Find the number of lines containing the string "noun" in the data. Answer with the number by itself.

[Material provided]

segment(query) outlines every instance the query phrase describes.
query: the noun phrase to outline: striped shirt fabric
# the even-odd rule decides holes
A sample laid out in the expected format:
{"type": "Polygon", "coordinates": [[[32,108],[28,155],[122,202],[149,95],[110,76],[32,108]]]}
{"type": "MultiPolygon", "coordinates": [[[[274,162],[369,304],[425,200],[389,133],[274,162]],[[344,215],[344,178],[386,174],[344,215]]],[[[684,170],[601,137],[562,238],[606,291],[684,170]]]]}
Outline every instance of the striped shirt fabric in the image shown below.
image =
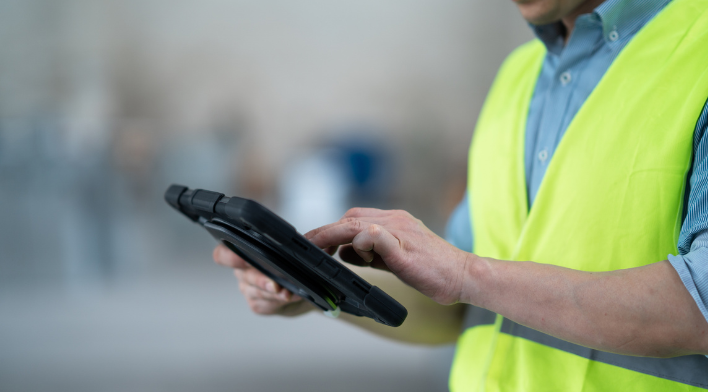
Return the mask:
{"type": "MultiPolygon", "coordinates": [[[[610,64],[669,0],[607,0],[581,15],[564,42],[560,22],[531,26],[548,52],[536,82],[526,128],[526,186],[534,202],[548,164],[575,114],[610,64]]],[[[708,65],[707,65],[708,66],[708,65]]],[[[708,97],[706,97],[708,98],[708,97]]],[[[693,163],[687,177],[678,255],[667,255],[708,320],[708,101],[694,131],[693,163]]],[[[467,195],[453,212],[447,240],[471,252],[474,234],[467,195]]],[[[657,260],[658,261],[658,260],[657,260]]]]}

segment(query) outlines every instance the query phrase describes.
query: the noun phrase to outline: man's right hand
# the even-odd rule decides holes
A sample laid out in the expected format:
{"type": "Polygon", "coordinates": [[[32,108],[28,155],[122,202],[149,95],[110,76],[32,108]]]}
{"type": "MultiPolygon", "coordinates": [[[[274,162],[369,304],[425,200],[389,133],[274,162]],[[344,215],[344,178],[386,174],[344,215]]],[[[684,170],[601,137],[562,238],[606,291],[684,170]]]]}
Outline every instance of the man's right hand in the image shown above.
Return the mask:
{"type": "Polygon", "coordinates": [[[234,269],[238,287],[254,313],[298,316],[315,310],[312,304],[263,275],[223,244],[214,249],[213,256],[217,264],[234,269]]]}

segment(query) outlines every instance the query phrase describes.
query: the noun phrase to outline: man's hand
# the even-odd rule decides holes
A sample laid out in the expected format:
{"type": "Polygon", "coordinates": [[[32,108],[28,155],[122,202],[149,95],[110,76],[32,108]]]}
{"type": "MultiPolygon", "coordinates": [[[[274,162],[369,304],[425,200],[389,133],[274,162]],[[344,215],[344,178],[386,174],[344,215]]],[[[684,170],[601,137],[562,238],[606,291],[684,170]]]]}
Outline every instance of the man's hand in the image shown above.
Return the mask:
{"type": "Polygon", "coordinates": [[[460,299],[469,254],[405,211],[353,208],[305,238],[330,254],[345,245],[339,251],[343,260],[389,270],[440,304],[460,299]]]}
{"type": "Polygon", "coordinates": [[[224,245],[214,249],[214,261],[234,269],[239,289],[248,301],[251,310],[258,314],[297,316],[314,310],[315,307],[272,279],[253,268],[224,245]]]}

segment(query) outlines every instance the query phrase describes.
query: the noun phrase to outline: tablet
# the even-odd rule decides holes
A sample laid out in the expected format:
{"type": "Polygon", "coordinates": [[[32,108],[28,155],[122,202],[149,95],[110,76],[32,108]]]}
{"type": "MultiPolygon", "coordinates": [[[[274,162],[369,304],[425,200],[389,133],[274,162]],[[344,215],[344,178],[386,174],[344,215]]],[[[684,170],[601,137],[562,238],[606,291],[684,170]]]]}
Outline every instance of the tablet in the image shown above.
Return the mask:
{"type": "Polygon", "coordinates": [[[253,200],[171,185],[165,201],[254,268],[330,316],[345,312],[397,327],[408,315],[391,296],[253,200]]]}

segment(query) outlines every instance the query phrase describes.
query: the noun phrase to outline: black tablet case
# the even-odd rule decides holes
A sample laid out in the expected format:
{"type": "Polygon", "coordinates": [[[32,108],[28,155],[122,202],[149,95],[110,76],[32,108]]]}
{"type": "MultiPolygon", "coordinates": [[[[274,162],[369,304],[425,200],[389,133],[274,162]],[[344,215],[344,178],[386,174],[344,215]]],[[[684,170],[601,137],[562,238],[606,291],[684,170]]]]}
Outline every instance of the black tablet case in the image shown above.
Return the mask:
{"type": "Polygon", "coordinates": [[[339,307],[393,327],[408,315],[403,305],[253,200],[181,185],[171,185],[165,200],[254,268],[323,311],[339,307]]]}

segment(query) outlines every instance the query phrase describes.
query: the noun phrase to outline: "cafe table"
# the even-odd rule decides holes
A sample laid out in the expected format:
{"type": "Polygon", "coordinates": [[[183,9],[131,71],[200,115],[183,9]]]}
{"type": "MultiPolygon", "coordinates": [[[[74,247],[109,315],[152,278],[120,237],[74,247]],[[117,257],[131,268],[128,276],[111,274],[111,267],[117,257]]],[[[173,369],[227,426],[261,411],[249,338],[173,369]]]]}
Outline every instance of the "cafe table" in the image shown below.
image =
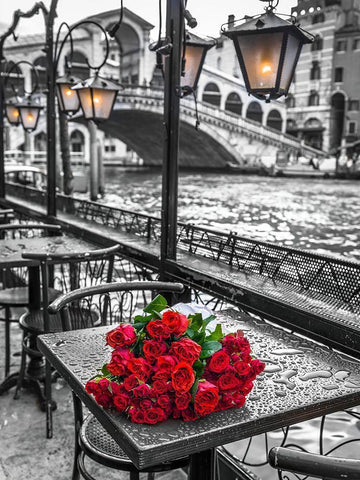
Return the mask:
{"type": "Polygon", "coordinates": [[[194,422],[138,425],[96,404],[84,385],[109,361],[114,327],[41,335],[40,351],[137,468],[191,455],[190,479],[215,478],[215,447],[360,404],[360,361],[235,310],[217,313],[226,332],[241,329],[266,368],[243,407],[194,422]]]}
{"type": "MultiPolygon", "coordinates": [[[[44,237],[15,238],[0,240],[0,270],[9,268],[28,268],[29,270],[29,308],[40,308],[40,268],[39,261],[23,258],[23,253],[63,254],[86,252],[99,248],[93,243],[72,235],[54,235],[44,237]]],[[[28,375],[37,382],[42,375],[39,368],[42,359],[34,358],[28,366],[28,375]]],[[[6,377],[0,384],[0,394],[16,385],[18,372],[6,377]]],[[[38,396],[41,390],[35,387],[38,396]]]]}

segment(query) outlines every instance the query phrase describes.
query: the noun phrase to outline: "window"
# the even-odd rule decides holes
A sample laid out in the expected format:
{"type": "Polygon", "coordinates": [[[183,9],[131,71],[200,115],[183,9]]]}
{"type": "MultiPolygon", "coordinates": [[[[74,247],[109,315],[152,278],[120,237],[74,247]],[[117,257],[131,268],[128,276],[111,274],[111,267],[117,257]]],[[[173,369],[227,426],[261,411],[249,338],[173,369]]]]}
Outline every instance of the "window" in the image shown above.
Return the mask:
{"type": "Polygon", "coordinates": [[[314,16],[313,16],[313,19],[312,19],[312,23],[322,23],[322,22],[325,22],[325,15],[321,12],[321,13],[316,13],[314,16]]]}
{"type": "Polygon", "coordinates": [[[360,102],[359,100],[349,100],[349,110],[359,110],[360,102]]]}
{"type": "Polygon", "coordinates": [[[347,49],[347,41],[346,40],[338,40],[336,42],[336,51],[337,52],[346,52],[347,49]]]}
{"type": "Polygon", "coordinates": [[[224,46],[224,40],[222,38],[219,38],[216,42],[215,48],[223,48],[224,46]]]}
{"type": "Polygon", "coordinates": [[[309,107],[315,107],[319,105],[319,94],[312,90],[309,95],[309,100],[308,100],[308,105],[309,107]]]}
{"type": "Polygon", "coordinates": [[[343,72],[344,69],[342,67],[335,68],[335,82],[339,83],[343,81],[343,72]]]}
{"type": "Polygon", "coordinates": [[[356,122],[349,122],[348,131],[350,135],[354,135],[356,133],[356,122]]]}
{"type": "Polygon", "coordinates": [[[318,61],[312,62],[310,70],[310,80],[319,80],[321,77],[320,64],[318,61]]]}
{"type": "Polygon", "coordinates": [[[353,50],[360,50],[360,38],[354,38],[353,50]]]}
{"type": "Polygon", "coordinates": [[[295,97],[293,95],[288,95],[285,98],[285,105],[287,108],[294,108],[295,107],[295,97]]]}
{"type": "Polygon", "coordinates": [[[314,41],[311,44],[311,51],[316,52],[323,49],[323,39],[320,35],[315,35],[314,41]]]}

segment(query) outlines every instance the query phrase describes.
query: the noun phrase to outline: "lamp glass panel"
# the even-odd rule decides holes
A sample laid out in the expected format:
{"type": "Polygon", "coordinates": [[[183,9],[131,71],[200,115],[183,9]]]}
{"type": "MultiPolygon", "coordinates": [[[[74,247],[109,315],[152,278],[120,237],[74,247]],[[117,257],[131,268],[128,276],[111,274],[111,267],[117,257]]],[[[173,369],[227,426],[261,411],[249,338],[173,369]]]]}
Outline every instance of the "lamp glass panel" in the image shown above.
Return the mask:
{"type": "Polygon", "coordinates": [[[78,91],[80,105],[84,114],[84,117],[87,119],[94,118],[93,109],[92,109],[92,100],[91,100],[91,89],[90,88],[81,88],[78,91]]]}
{"type": "Polygon", "coordinates": [[[200,68],[204,47],[189,45],[185,51],[185,75],[181,77],[182,87],[196,88],[198,71],[200,68]]]}
{"type": "Polygon", "coordinates": [[[57,85],[57,97],[62,112],[75,113],[79,110],[80,100],[78,94],[71,87],[72,85],[68,83],[57,85]]]}
{"type": "Polygon", "coordinates": [[[19,125],[20,113],[15,105],[6,105],[6,116],[11,125],[19,125]]]}
{"type": "Polygon", "coordinates": [[[20,107],[21,123],[25,130],[34,130],[39,118],[40,109],[36,107],[20,107]]]}
{"type": "Polygon", "coordinates": [[[297,54],[301,48],[301,41],[294,35],[289,34],[284,57],[284,66],[281,73],[280,89],[287,91],[290,87],[292,74],[295,68],[297,54]]]}
{"type": "Polygon", "coordinates": [[[84,88],[78,90],[78,92],[85,118],[98,120],[106,120],[109,118],[117,93],[116,90],[84,88]],[[90,90],[92,90],[92,95],[90,90]]]}
{"type": "Polygon", "coordinates": [[[275,88],[283,33],[259,32],[256,35],[241,35],[237,41],[244,59],[250,89],[275,88]]]}

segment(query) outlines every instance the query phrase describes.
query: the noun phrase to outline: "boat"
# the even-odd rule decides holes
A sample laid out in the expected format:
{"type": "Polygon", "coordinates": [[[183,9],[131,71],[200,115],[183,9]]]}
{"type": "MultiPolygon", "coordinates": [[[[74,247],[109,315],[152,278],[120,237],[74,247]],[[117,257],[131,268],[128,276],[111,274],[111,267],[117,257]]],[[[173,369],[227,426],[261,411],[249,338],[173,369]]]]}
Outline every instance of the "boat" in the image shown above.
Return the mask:
{"type": "Polygon", "coordinates": [[[276,158],[272,175],[276,177],[334,178],[336,176],[336,158],[299,157],[296,163],[290,163],[288,158],[276,158]]]}
{"type": "MultiPolygon", "coordinates": [[[[86,193],[88,191],[88,176],[84,172],[73,171],[74,192],[86,193]]],[[[47,174],[39,167],[21,165],[18,163],[5,163],[5,181],[46,190],[47,174]]]]}

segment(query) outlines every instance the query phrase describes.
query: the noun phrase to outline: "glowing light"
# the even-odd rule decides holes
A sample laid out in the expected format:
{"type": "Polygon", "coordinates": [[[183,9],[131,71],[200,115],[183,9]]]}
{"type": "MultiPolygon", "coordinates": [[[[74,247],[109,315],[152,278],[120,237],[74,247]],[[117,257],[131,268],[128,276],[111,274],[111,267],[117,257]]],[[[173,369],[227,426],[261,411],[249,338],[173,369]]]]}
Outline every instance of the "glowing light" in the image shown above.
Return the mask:
{"type": "Polygon", "coordinates": [[[100,103],[100,98],[99,97],[94,97],[94,103],[100,103]]]}
{"type": "Polygon", "coordinates": [[[70,88],[68,88],[68,89],[66,90],[66,95],[67,95],[68,97],[71,97],[71,95],[73,95],[73,94],[74,94],[74,92],[73,92],[72,90],[70,90],[70,88]]]}
{"type": "Polygon", "coordinates": [[[34,116],[33,116],[32,113],[29,113],[29,114],[27,115],[27,120],[28,120],[29,122],[31,122],[32,120],[34,120],[34,116]]]}
{"type": "Polygon", "coordinates": [[[18,116],[20,115],[19,110],[17,108],[14,108],[12,114],[15,118],[18,118],[18,116]]]}
{"type": "Polygon", "coordinates": [[[262,67],[262,71],[261,71],[263,74],[266,74],[266,73],[271,73],[272,72],[272,68],[271,68],[271,65],[264,65],[262,67]]]}

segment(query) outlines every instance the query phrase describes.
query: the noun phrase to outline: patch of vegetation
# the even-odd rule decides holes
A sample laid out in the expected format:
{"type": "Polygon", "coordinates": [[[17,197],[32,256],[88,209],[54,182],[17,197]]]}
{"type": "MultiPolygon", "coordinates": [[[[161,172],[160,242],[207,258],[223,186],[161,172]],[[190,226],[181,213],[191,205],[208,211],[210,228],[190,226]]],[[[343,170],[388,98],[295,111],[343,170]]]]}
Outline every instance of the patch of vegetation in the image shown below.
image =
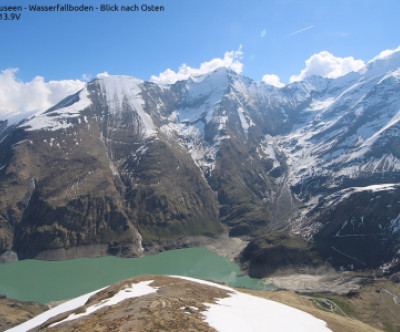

[/Material provided]

Written answer: 11